§ WORK REQUIRED
In the rows below, select every line that contains the word "sand" and copy each one out. Treat uppercase and lowercase as different.

(Dataset entries)
◇ ◇ ◇ ◇
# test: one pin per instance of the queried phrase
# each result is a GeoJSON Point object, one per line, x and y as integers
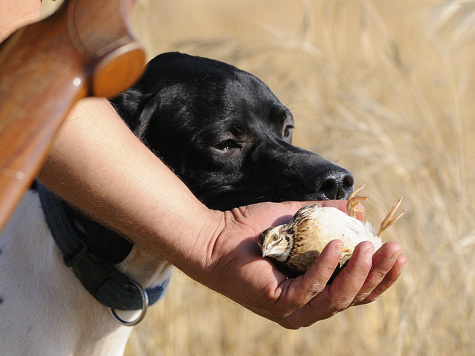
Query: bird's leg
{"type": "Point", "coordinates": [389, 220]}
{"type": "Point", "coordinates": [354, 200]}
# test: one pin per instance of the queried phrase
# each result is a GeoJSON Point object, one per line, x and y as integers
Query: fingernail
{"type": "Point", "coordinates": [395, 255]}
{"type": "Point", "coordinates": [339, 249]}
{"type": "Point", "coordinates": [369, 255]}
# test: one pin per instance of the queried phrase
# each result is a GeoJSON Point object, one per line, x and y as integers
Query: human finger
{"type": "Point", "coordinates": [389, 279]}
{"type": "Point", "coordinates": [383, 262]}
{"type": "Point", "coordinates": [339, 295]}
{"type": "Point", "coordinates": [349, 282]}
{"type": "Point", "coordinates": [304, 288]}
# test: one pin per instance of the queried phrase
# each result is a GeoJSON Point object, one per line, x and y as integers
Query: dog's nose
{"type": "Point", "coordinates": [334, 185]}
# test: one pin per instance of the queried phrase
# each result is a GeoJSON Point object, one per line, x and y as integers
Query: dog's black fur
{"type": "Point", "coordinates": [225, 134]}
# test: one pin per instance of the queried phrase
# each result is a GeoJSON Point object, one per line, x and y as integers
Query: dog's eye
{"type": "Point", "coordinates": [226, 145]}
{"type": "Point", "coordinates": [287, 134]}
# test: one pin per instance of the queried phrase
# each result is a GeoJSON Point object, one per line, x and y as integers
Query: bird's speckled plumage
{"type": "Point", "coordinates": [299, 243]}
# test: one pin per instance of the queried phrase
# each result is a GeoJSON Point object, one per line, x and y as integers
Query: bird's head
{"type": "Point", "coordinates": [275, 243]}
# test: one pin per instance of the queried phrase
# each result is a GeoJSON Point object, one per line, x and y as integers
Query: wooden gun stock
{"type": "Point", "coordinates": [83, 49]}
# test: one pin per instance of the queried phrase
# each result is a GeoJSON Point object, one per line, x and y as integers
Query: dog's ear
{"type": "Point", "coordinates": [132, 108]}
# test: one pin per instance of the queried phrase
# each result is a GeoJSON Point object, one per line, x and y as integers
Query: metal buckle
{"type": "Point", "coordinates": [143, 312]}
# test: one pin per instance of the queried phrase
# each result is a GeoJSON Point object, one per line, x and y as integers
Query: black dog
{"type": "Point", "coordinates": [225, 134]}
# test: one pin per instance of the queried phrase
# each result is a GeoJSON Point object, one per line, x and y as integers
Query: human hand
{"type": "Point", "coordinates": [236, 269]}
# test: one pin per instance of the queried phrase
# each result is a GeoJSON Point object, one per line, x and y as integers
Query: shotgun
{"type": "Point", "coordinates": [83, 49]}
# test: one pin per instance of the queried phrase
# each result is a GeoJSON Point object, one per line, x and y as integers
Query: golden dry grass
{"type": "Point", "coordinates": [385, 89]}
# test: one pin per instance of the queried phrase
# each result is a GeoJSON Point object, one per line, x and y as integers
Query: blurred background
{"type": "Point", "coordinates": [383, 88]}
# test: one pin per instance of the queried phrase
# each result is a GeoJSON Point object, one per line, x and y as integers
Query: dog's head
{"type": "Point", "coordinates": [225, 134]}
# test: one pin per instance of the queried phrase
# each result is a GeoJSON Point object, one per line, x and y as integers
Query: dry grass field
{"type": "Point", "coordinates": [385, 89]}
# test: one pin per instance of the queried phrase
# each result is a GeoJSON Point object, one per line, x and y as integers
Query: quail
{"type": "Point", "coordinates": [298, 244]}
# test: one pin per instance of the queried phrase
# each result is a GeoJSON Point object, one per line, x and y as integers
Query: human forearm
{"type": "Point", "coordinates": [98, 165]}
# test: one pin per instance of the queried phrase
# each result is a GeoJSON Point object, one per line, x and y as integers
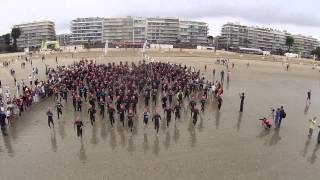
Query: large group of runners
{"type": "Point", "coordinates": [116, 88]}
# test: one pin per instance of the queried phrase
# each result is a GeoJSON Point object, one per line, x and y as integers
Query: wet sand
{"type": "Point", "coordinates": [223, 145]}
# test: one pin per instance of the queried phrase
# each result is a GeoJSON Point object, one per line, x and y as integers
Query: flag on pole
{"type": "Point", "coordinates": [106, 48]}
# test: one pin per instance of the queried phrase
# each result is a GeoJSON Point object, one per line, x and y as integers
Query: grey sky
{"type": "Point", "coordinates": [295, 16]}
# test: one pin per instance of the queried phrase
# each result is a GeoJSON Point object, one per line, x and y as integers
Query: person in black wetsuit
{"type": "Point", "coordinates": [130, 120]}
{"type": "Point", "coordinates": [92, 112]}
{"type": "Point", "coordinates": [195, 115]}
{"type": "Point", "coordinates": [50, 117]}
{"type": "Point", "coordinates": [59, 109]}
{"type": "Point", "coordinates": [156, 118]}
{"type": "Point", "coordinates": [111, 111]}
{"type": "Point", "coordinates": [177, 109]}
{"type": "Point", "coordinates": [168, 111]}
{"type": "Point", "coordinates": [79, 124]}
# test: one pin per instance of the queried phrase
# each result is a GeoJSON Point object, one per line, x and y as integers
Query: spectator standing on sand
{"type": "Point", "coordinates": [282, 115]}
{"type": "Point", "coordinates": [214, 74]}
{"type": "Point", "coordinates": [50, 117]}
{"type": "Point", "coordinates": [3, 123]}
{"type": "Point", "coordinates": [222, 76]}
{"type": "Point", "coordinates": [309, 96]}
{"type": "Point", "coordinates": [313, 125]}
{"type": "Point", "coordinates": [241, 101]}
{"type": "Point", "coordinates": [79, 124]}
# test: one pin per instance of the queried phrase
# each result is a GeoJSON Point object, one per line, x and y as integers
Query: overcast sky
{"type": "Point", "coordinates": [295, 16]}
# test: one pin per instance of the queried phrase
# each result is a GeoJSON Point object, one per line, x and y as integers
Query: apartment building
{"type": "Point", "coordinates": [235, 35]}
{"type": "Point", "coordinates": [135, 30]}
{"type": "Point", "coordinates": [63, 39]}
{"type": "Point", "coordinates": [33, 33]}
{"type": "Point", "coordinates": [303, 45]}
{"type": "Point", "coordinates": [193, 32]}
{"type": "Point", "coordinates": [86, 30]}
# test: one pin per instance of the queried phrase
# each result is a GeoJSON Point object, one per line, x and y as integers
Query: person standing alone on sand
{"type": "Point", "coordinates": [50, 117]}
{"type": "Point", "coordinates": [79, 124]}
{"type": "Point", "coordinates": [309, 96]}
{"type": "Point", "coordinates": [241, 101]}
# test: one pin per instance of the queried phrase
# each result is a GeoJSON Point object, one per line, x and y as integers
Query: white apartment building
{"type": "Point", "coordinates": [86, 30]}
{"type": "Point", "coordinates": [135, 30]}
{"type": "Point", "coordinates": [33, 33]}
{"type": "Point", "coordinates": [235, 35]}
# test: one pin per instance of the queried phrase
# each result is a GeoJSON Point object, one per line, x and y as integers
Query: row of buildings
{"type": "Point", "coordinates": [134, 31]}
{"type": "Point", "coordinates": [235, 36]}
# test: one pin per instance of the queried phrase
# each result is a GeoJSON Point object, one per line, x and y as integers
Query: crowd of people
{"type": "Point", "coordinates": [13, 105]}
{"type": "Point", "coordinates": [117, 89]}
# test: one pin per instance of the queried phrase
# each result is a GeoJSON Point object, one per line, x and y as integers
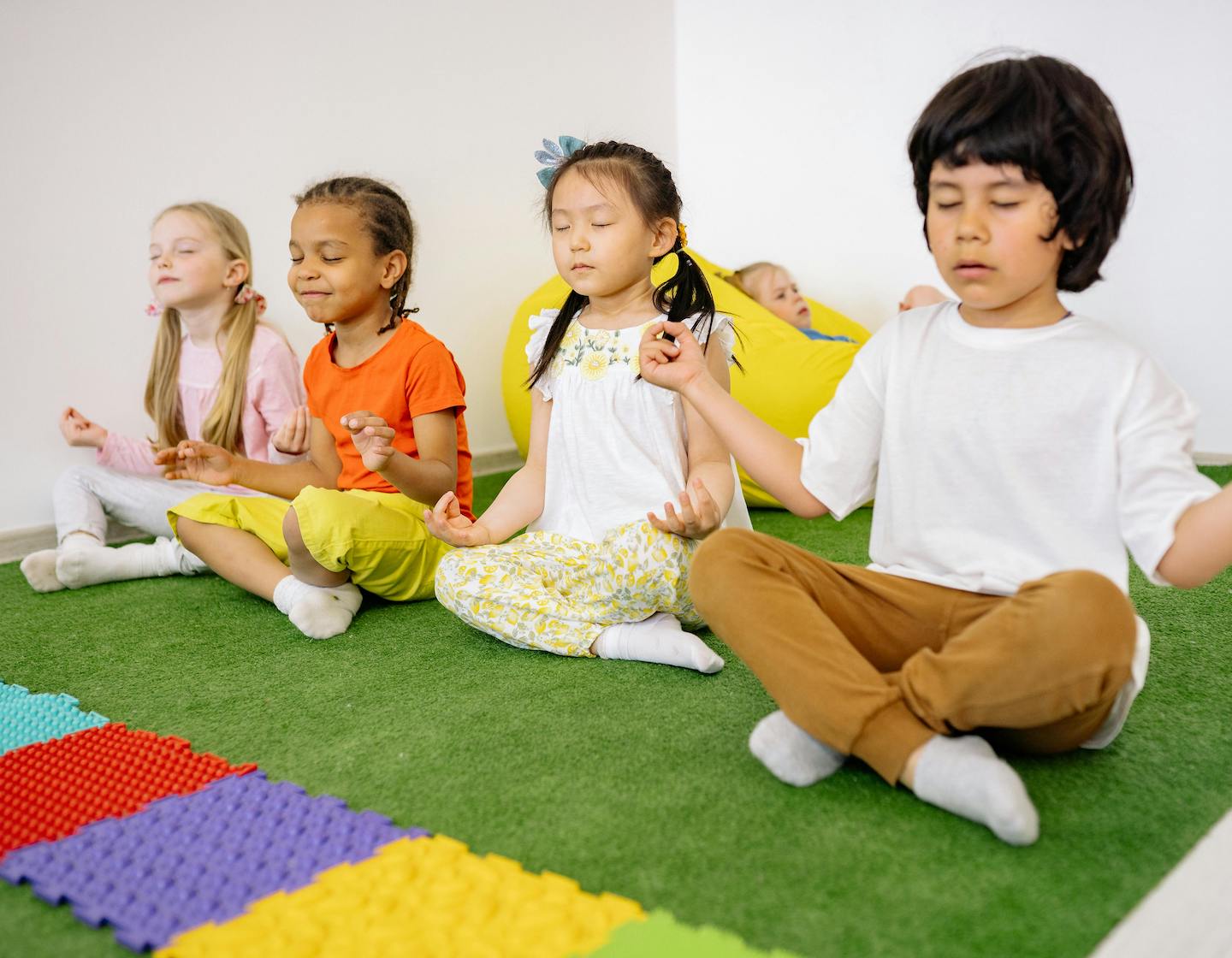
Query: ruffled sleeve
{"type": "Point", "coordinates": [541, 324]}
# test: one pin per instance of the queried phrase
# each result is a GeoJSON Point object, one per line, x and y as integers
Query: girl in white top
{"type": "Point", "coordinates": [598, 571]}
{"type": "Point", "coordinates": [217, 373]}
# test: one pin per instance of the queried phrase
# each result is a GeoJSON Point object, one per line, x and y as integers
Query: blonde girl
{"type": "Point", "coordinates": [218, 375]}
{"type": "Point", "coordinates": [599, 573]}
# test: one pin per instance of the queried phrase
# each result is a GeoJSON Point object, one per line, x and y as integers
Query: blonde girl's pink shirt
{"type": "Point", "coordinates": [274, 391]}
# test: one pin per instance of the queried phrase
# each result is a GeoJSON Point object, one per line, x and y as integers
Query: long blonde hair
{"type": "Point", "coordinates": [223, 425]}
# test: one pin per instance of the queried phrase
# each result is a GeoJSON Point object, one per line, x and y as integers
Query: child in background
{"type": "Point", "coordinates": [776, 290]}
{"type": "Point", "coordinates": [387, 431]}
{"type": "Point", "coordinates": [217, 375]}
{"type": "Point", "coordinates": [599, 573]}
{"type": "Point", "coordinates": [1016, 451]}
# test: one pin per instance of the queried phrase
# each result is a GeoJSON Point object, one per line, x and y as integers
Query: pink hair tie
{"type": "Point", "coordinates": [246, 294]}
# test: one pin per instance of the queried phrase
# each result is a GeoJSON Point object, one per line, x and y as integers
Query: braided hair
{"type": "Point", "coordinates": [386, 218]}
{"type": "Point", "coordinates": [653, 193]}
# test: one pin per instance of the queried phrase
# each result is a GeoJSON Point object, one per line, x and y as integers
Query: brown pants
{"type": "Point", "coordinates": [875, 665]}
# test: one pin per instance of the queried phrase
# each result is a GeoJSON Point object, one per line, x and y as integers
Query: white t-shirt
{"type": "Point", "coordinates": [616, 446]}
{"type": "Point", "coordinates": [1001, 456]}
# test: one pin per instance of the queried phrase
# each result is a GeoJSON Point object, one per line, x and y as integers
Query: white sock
◇ ◇ ◇ ◇
§ RESPONSE TO THIS EXERCISE
Query: wet sand
Query: spectator standing on sand
Query: person standing alone on sand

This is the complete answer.